* _Text_:

Männermacht, Frauenschicksal: Mussorgskys «Chowanschtschina» in der Oper Stuttgart. (Bild: A.T. Schaefer)

Fürwahr düstere Gesellen sind das, die hier um die Macht ringen – und ob es sich dabei um die Zeit vor der Thronbesteigung Peters des Grossen oder um unsere Tage mit Putin handelt, ist absolut einerlei. Da ist zunächst der ebenso zu Trübsinn wie zu Grossmannssucht neigende Chowansky, der die für den Kreml zuständige Palastwache kommandiert: Askar Abrazakov gibt ihn mit hellem, aber scharf zeichnendem Bass – dass dieser Machtmensch nur ein an der Wodkaflasche hängendes Etwas als seinen Sohn (grossartig verkörpert von Mati Turi) ansehen muss, versteht sich. Und da ist auf der anderen Seite der einer Öffnung nach dem Westen hin nicht abgeneigte Golizyn: Bei Matthias Klink, einem enorm schönen Mann, dem der Ausstatter Christian Wiehle eine enorm schöne Uniform auf den Leib geschneidert hat, ist das ein eitler, von Putzwut heimgesuchter Feingeist, der seine Winkelzüge mit grossartig biegsamem Tenor vorträgt.

* _Aufgabe_: Wer hat laut dem Text über die Stuttgarter «Chowanschtschina» Matthias Klink die Uniform auf den Leib geschneidert? Die Zeilen werden hier nicht gebraucht.

* _Gespeicherte Daten_:
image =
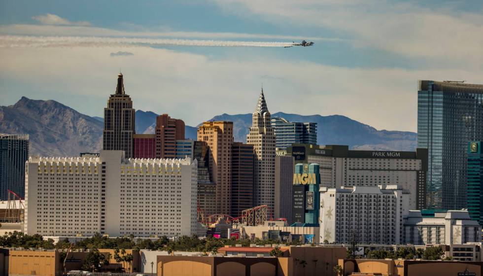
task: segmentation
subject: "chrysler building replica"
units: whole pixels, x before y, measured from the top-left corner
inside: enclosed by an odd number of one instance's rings
[[[255,206],[268,205],[273,212],[275,194],[275,134],[272,128],[270,112],[267,107],[263,89],[253,112],[246,143],[255,151]]]
[[[122,74],[117,75],[117,87],[104,108],[103,149],[124,150],[126,158],[134,157],[135,116],[133,101],[124,91]]]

* _Lösung_: Der Ausstatter Christian Wiehle.